• **WHAT THE TASK ASKS**: The records below are to be transcribed exactly from their first line to the line that has "Target: player in dark jersey", inclusive, with every picture omitted.

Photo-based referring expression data
_ _ _ _ _

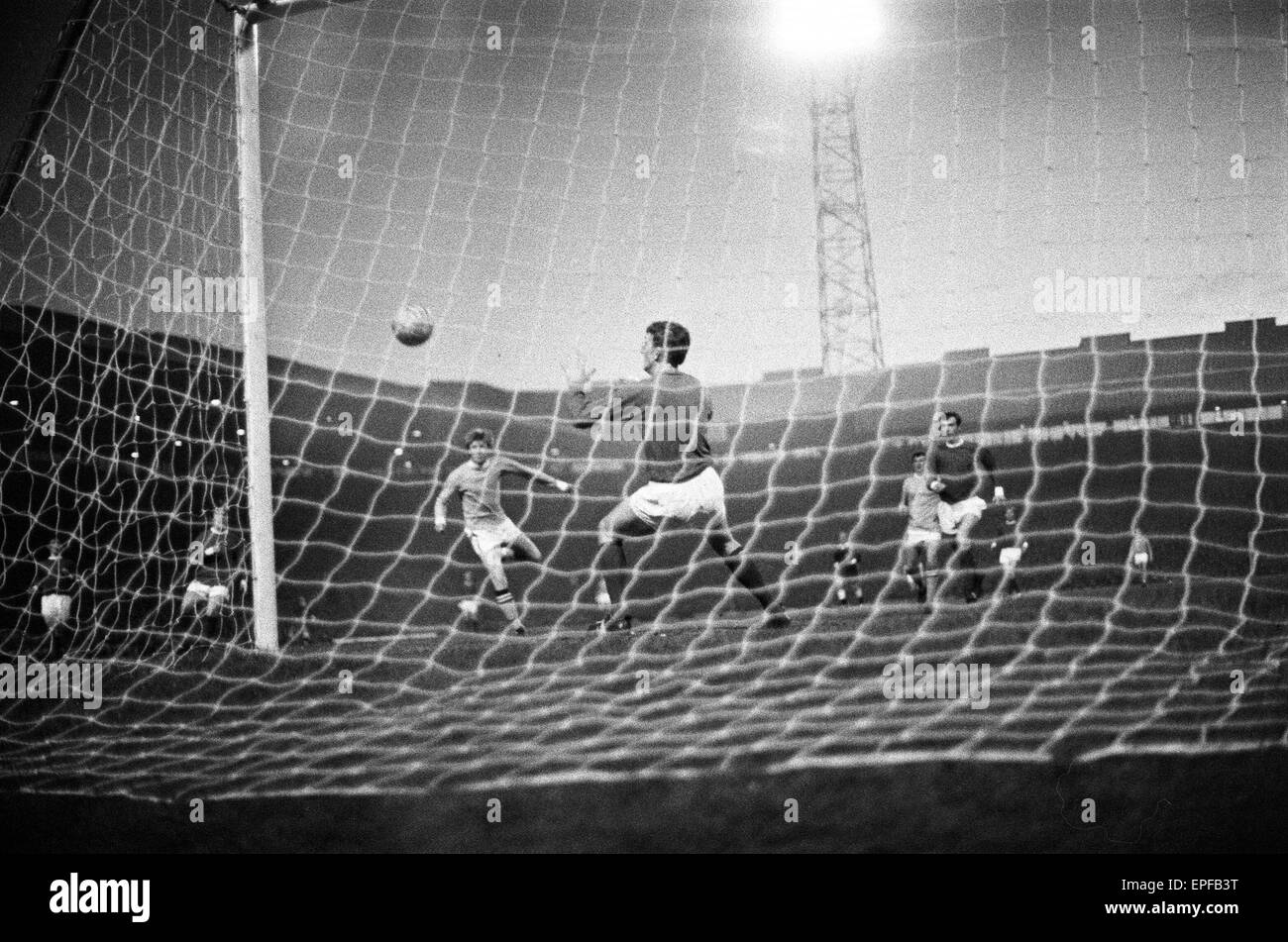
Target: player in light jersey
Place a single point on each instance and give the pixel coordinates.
(1138, 558)
(961, 472)
(665, 412)
(1010, 546)
(845, 572)
(917, 558)
(211, 569)
(492, 534)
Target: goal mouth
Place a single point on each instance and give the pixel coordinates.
(214, 219)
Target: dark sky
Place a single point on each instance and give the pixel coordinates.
(26, 47)
(519, 168)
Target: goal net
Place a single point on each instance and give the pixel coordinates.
(1077, 235)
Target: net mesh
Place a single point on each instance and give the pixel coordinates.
(550, 177)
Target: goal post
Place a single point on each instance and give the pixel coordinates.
(259, 455)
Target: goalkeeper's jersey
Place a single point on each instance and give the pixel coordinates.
(217, 559)
(965, 469)
(481, 488)
(922, 502)
(665, 413)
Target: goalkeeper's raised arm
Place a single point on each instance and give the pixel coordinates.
(510, 466)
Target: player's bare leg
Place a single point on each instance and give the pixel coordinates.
(494, 567)
(746, 572)
(936, 558)
(610, 569)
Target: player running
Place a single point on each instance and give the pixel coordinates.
(1138, 558)
(960, 472)
(492, 534)
(665, 412)
(917, 556)
(214, 569)
(845, 572)
(1010, 547)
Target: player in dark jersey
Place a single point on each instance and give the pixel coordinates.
(961, 472)
(665, 413)
(493, 536)
(213, 567)
(845, 569)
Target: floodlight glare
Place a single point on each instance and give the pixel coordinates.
(825, 29)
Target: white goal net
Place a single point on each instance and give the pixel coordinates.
(1077, 228)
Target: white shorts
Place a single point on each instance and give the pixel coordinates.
(952, 514)
(211, 593)
(485, 538)
(915, 537)
(684, 501)
(55, 607)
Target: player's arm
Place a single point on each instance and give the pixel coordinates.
(987, 468)
(934, 471)
(441, 503)
(509, 466)
(587, 407)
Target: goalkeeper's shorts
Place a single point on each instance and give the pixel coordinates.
(951, 515)
(489, 536)
(686, 501)
(211, 593)
(55, 609)
(1009, 558)
(917, 536)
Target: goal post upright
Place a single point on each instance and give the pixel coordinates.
(259, 456)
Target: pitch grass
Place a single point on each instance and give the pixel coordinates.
(1159, 803)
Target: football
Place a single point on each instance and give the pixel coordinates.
(412, 325)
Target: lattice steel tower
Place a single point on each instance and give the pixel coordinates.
(846, 286)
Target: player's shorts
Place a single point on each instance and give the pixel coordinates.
(915, 536)
(488, 537)
(211, 593)
(951, 514)
(683, 501)
(55, 609)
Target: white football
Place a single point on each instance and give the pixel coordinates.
(412, 325)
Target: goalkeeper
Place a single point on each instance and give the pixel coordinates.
(961, 472)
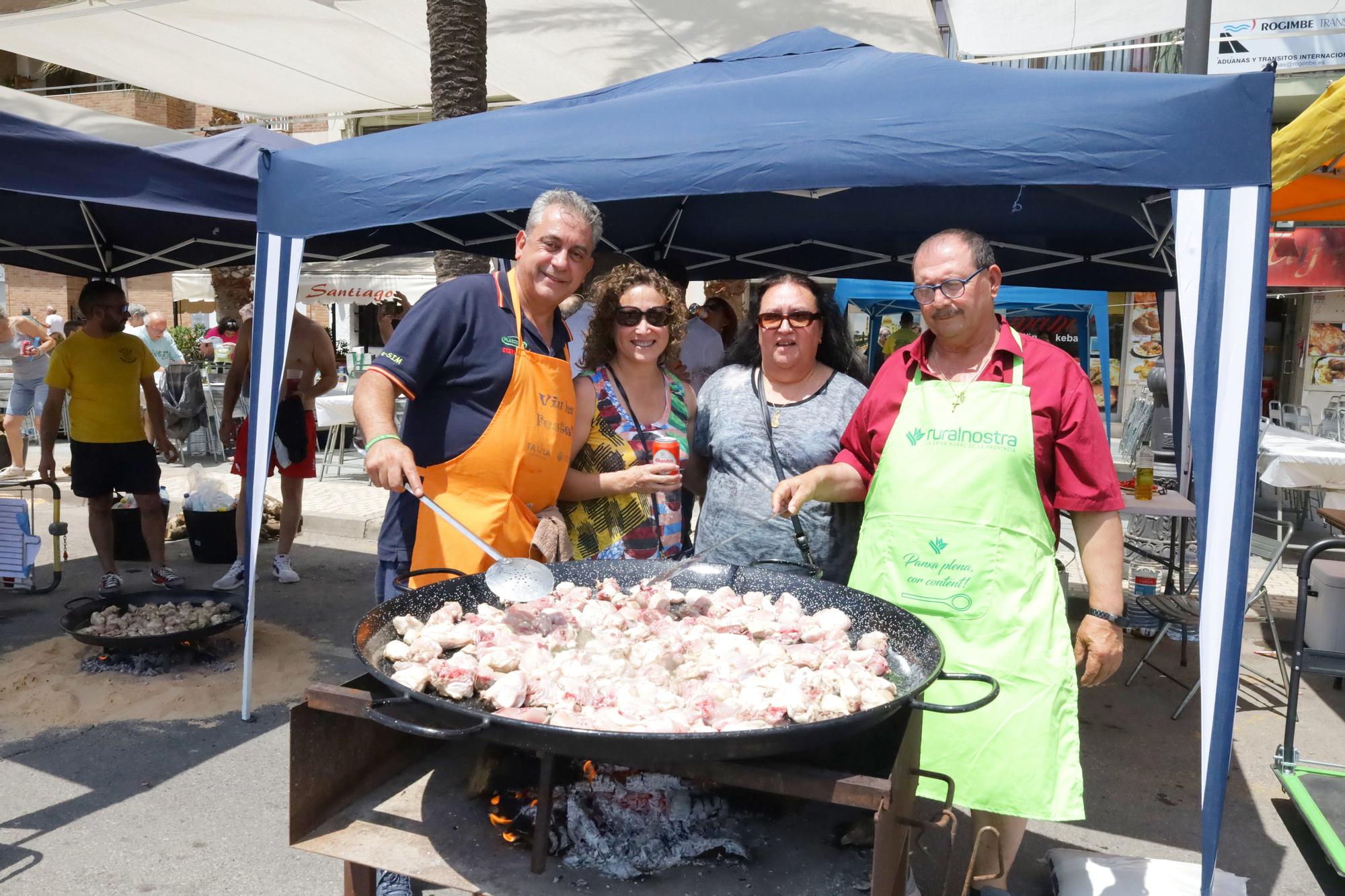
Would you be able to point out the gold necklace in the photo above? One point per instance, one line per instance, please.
(775, 411)
(958, 397)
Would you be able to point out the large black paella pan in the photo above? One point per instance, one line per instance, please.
(915, 657)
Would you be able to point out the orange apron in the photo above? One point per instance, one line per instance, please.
(514, 469)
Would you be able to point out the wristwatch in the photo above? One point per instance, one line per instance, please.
(1113, 618)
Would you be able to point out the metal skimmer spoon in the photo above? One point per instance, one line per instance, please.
(510, 579)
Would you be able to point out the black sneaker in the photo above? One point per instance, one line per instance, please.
(166, 577)
(392, 884)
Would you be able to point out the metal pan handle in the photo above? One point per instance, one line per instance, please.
(808, 571)
(401, 583)
(422, 731)
(964, 708)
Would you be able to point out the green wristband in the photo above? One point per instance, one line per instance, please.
(379, 439)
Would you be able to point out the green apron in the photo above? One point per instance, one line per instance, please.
(956, 533)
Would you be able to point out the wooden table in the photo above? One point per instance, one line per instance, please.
(1334, 516)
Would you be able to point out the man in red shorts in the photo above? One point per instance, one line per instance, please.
(310, 372)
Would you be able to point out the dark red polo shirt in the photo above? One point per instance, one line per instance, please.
(1073, 451)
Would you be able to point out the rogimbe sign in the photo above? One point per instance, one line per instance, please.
(1293, 44)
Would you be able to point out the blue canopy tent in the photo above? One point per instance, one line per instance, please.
(88, 208)
(820, 154)
(882, 298)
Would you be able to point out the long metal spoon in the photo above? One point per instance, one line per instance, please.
(510, 579)
(701, 555)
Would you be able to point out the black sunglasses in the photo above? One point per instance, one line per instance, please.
(798, 319)
(631, 317)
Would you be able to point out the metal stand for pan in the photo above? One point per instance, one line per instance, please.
(345, 766)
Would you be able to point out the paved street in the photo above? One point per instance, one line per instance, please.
(200, 805)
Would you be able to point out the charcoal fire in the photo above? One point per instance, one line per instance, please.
(625, 823)
(157, 662)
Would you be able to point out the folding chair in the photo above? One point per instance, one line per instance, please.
(1184, 610)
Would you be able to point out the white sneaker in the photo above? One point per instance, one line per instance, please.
(231, 579)
(284, 572)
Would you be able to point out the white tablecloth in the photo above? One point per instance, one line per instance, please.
(334, 411)
(1299, 460)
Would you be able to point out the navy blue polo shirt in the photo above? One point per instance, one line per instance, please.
(454, 356)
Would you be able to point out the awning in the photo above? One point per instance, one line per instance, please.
(294, 57)
(1307, 158)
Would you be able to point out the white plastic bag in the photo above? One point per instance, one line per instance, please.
(208, 494)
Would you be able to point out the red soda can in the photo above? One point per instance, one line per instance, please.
(666, 451)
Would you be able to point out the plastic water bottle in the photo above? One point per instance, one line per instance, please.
(1145, 473)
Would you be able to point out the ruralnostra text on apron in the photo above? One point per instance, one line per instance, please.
(956, 533)
(514, 470)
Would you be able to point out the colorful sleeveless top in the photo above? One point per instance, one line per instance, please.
(618, 526)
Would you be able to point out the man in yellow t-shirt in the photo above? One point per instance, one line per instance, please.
(104, 370)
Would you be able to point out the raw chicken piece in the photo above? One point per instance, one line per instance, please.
(424, 650)
(396, 650)
(414, 677)
(508, 690)
(450, 635)
(454, 677)
(450, 612)
(535, 715)
(407, 627)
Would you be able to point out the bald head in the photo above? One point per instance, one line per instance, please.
(952, 256)
(155, 325)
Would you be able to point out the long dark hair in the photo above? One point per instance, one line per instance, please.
(836, 350)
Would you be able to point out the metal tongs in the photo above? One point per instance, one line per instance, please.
(510, 579)
(700, 556)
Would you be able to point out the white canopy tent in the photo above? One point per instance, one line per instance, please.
(1004, 28)
(98, 124)
(298, 57)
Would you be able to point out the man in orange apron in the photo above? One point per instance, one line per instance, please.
(490, 411)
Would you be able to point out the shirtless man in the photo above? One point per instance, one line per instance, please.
(310, 372)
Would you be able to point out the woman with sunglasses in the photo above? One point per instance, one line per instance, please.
(619, 499)
(778, 408)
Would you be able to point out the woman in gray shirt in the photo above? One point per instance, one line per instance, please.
(813, 378)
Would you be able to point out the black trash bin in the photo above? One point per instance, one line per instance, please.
(127, 540)
(212, 534)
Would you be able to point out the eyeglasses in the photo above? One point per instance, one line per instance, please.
(631, 317)
(954, 287)
(798, 319)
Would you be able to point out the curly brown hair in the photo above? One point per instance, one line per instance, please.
(606, 294)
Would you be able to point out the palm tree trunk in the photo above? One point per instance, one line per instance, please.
(457, 88)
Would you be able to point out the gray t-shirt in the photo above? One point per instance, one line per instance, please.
(730, 432)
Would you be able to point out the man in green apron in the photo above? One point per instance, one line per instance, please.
(968, 446)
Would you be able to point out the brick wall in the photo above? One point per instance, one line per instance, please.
(37, 290)
(142, 106)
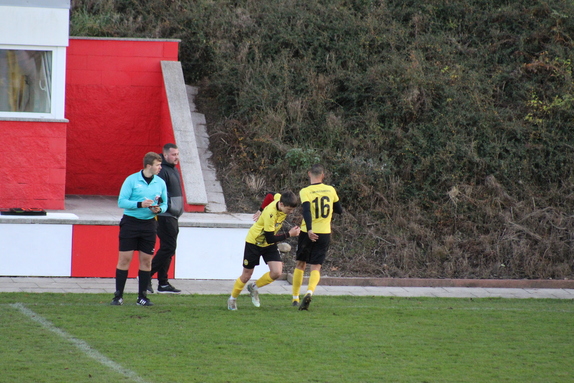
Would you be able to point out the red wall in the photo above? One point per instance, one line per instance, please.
(115, 102)
(35, 171)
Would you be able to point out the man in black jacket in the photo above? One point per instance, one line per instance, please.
(168, 227)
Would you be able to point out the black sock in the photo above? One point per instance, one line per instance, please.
(144, 279)
(121, 278)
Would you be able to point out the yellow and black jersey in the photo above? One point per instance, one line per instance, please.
(321, 199)
(271, 220)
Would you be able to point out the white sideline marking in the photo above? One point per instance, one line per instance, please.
(80, 344)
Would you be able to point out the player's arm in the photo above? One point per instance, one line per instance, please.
(124, 199)
(337, 208)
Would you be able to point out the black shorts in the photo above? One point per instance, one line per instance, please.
(313, 253)
(253, 252)
(138, 234)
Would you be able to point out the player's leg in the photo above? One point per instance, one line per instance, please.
(146, 245)
(298, 274)
(144, 279)
(251, 257)
(124, 260)
(316, 259)
(304, 247)
(272, 257)
(168, 230)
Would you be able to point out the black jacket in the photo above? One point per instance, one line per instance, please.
(172, 180)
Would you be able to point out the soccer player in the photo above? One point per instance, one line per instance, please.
(261, 241)
(318, 202)
(143, 195)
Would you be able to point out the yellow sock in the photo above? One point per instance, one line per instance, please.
(297, 281)
(264, 280)
(314, 280)
(237, 288)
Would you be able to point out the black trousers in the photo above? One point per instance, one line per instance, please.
(167, 231)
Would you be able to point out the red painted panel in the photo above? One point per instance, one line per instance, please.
(95, 252)
(42, 149)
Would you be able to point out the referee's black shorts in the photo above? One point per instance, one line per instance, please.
(313, 253)
(138, 234)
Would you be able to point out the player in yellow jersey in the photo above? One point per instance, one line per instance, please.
(262, 241)
(319, 202)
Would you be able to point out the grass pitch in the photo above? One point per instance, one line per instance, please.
(194, 338)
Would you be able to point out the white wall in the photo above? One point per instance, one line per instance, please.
(212, 253)
(34, 26)
(36, 250)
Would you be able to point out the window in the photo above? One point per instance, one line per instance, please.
(32, 82)
(25, 81)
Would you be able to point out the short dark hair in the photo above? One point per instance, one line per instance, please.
(288, 198)
(166, 147)
(317, 170)
(150, 157)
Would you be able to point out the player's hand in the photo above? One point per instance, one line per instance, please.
(294, 231)
(312, 236)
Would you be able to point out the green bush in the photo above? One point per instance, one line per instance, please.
(447, 127)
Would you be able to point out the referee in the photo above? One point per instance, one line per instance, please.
(143, 195)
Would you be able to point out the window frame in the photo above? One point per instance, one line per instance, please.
(58, 75)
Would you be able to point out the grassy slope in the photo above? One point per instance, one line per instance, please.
(446, 126)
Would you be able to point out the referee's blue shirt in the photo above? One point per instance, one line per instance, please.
(135, 189)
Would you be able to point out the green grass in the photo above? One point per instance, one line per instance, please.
(193, 338)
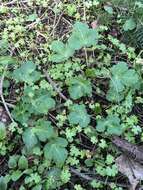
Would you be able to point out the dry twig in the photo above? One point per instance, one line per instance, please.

_ _ _ _ _

• **TASK OUTPUT**:
Target: player in light jersey
Place a single point on each instance and give the pixel coordinates.
(1138, 558)
(961, 472)
(665, 412)
(1010, 546)
(845, 572)
(917, 558)
(211, 569)
(492, 534)
Target: goal mouth
Place a single point on each instance and give the pixel coordinates.
(214, 219)
Target: dark sky
Place a single point on each instance and give the pixel coordinates.
(26, 47)
(519, 168)
Target: goal net
Place a single point on each instance and give the pixel coordinates.
(1077, 235)
Target: net mesh
Place a single point on each instance and give the pixel coordinates.
(550, 177)
Target: goal post
Place a single point on each instance and give the pixel coordinates.
(259, 455)
Target: goalkeeper's jersey
Place a single point on each instance and give the pixel coordinates.
(217, 559)
(965, 469)
(481, 488)
(922, 502)
(665, 413)
Target: goalkeeper's raised arm
Place a single point on each instance and give the pixel coordinates.
(510, 466)
Target: player's bare leg
Place a single point on each instance and give the pixel coordinates.
(494, 567)
(746, 572)
(936, 558)
(610, 569)
Target: player running
Place a single point on each instance and give the pixel coordinates.
(1138, 558)
(960, 472)
(492, 534)
(665, 412)
(917, 556)
(214, 569)
(845, 572)
(1010, 547)
Target: player in dark jersey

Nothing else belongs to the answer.